**BRIEF:** Locate the line that contains "of the tourist". Copy it and every following line through the end of the records, exactly, and include nothing else.

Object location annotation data
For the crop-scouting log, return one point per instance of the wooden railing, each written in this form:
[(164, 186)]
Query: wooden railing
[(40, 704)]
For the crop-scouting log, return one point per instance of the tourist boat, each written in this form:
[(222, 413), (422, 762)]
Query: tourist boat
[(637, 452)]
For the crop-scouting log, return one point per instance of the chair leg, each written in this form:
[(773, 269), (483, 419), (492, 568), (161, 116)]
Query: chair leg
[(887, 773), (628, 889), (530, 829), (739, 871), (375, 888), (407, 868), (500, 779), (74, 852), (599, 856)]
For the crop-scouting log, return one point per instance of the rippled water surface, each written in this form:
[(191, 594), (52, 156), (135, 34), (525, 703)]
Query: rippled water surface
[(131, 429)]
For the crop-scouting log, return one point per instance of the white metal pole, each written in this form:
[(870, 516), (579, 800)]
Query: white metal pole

**EXERCISE ANSWER:**
For the crop-scouting log, return one point per instance of the tourist boat, each written in this form:
[(222, 413), (422, 762)]
Query: tourist boat
[(637, 452)]
For the crop-scouting log, return one point per instance of the chair leg, each written in this form:
[(773, 269), (483, 419), (492, 568), (161, 116)]
Query: chair leg
[(887, 773), (628, 889), (530, 829), (739, 871), (375, 888), (407, 868), (500, 779), (74, 852), (599, 856)]
For the crop-scouting log, return one point per instance of the rippled water surface, each written in this form:
[(191, 594), (52, 156), (135, 34), (525, 703)]
Query: rippled water surface
[(131, 429)]
For the crop-scouting log, return one point per instance of the white metal pole, each written in this form:
[(870, 516), (579, 800)]
Query: white metal pole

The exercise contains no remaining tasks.